> **Supplied passage**
^^^^^^^^
Every firm supervised by the retail firms division or the major retail group will have a risk assessment - some will already have had one as part of the authorisation process.

Watson says the risk assessment process will continue through 2005. "It won't all happen on 14 January, it will be planned and phased to cope with our own workloads."

He also stresses that risk assessments will not be the only form of contact that the larger brokers will have with the FSA's supervisors.

"If issues arise on a day-to-day basis we'll be speaking to them," says Watson. "So there would be contact with these firms and, clearly, if there are problems which arise, either through analysing the information that we are sent or through other means, then we will go and see the firm on that particular issue."

He adds: "A lot of contact has already taken place prior to authorisation, so the larger firms have been in contact at some time with their relevant supervisors to discuss the likely issues."

Larger firms may also be the subject of an Arrow visit. These differ from the risk assessment visit in that they are more "focused", examining a particular theme, such as client money handling.

"Firms will always know well in advance and what information we need," says Watson.

As for the smaller firms, these present particular challenges to the FSA in terms of supervision given the diversity of the market - it includes brokers and secondary intermediaries such as vets and dentists.

"The numbers we're talking about here are extremely large, so the key to our strategy is to get data to inform the work we do, both at an individual firm level, but also to identify themes and cross-firm issues for us to tackle," says Watson.

The data will come from a number of sources, including insurers, market intelligence (such as whistle-blowing and mystery shopping exercises) and from the intermediaries themselves.

Watson says that the FSA will be creating electronic risk profiles of the smaller firms.

"Rather than actually going into every single firm, we will be able to understand from the data those firms that are selling the higher risk products or those that are disclosing they've got particular issues with their controls or capital, for example.

These profiles can then be used to determine which firms to visit, or more likely use for thematic work, he says. "We can identify a particular theme, sample some firms, draw some more generic lessons and then promulgate them out to the market."

He emphasises that the small firms will not be receiving routine visits from the FSA. "It doesn't mean that firms won't be seen, but that is not the general approach; they will not be seen by rote every two or three years. They will be seen because they're either high risk from the information we've received or they're helping us on some of the thematic work that we've decided to tackle."

Geographic visits will also form part of the FSA's supervision strategy.

Similar to thematic reviews, these visits will target a particular location to look at either a particular issue or undertake a more generic examination to see what the issues are.

"We've started doing these with IFAs. After the visits we'll hold a roadshow and will invite all firms in the area to attend. This will allow us to give feedback on the things we've seen and the issues coming out. It will allow the firms to think: "Do I have that similar sort of issue in my firm? Do I need to address it?" It's about education and communication."

He adds: "We don't want to be seen as a London-based regulator; we need to get a regional spread."

One of the first areas that the FSA will be investigating is the perimeter, looking at firms that are selling general insurance products but which are not authorised.

"If firms are within the supervision or regulatory parameter and they find the person next door isn't and is doing exactly the same business but should be regulated, then they're very keen to have that rectified," says Watson.
^^^^^^^^
Records from a collection:
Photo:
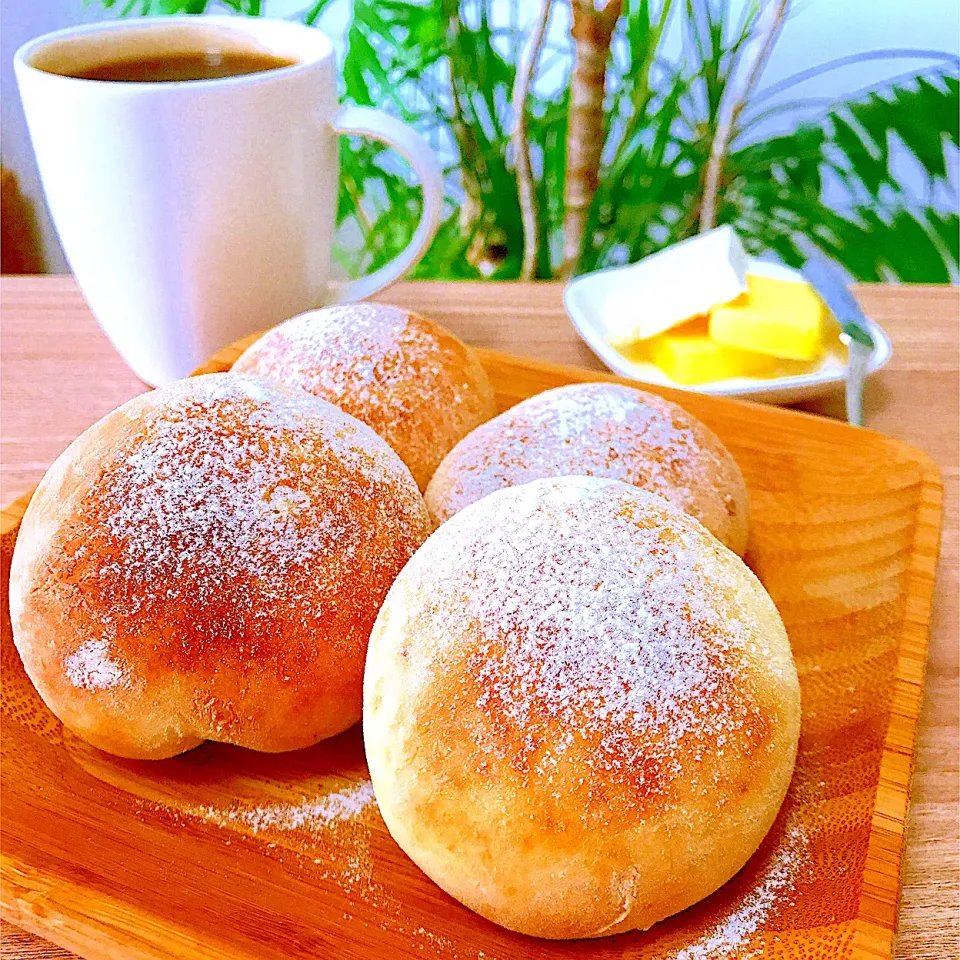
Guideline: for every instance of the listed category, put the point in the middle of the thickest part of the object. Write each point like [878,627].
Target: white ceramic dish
[585,298]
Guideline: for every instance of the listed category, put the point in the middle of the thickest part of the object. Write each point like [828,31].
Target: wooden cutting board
[223,853]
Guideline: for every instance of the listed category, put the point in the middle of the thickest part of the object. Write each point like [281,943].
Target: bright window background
[818,31]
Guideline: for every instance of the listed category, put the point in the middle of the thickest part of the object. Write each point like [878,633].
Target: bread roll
[602,430]
[581,711]
[410,380]
[206,563]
^^^^^^^^
> **Task instructions**
Retype the article on FSA supervision of insurance brokers from "Watson says that" to "capital, for example.", keeping every word and punctuation mark unchanged.

> **Expected answer**
Watson says that the FSA will be creating electronic risk profiles of the smaller firms.

"Rather than actually going into every single firm, we will be able to understand from the data those firms that are selling the higher risk products or those that are disclosing they've got particular issues with their controls or capital, for example.